(Source records)
+ + + + + + +

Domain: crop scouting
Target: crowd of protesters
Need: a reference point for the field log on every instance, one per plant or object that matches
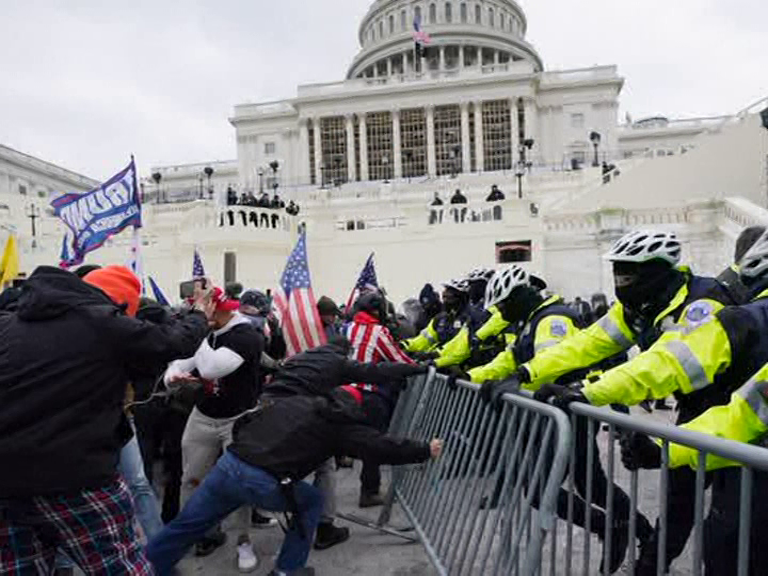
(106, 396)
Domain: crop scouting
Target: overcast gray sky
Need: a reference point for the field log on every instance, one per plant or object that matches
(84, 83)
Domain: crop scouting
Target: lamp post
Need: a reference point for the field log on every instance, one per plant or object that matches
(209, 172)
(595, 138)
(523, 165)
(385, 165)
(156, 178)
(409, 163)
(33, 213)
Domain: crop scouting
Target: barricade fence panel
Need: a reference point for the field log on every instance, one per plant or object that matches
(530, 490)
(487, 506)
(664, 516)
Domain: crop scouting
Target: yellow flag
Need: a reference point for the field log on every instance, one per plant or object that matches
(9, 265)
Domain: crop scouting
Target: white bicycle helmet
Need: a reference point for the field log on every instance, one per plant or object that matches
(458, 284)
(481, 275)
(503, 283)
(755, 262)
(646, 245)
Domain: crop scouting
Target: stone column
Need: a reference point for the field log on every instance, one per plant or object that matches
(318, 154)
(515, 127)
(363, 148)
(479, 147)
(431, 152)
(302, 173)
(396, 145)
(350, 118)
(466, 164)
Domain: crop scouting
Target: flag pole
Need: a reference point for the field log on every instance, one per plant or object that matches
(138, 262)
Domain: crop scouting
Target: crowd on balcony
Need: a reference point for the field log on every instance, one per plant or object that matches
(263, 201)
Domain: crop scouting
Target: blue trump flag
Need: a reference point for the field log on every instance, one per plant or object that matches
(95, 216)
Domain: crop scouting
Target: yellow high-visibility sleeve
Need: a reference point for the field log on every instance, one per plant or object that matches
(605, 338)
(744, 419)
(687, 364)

+ + + + + + +

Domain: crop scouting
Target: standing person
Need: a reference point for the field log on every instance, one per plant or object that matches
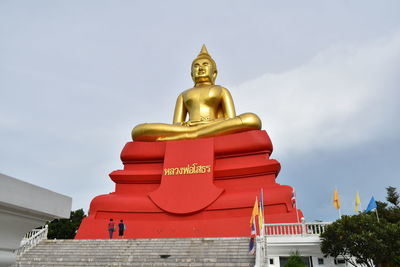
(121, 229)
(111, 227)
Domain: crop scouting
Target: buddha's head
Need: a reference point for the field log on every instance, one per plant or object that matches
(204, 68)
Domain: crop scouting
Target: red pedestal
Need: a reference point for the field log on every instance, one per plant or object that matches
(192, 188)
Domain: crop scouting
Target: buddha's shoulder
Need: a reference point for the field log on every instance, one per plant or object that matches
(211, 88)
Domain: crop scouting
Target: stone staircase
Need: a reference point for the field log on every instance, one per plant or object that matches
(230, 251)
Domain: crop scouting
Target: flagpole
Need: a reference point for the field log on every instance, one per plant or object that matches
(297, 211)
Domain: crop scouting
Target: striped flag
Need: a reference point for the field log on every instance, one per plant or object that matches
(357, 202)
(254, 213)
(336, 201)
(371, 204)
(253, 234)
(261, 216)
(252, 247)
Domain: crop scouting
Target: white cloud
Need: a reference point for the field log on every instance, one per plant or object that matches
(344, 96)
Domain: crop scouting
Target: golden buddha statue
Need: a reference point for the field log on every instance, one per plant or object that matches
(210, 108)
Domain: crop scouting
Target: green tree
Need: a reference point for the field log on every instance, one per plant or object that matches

+ + + + + + +

How many lines in the records contain the string "buddha", counting only matches with the same case? Reply with the number alone.

Response to this exercise — 3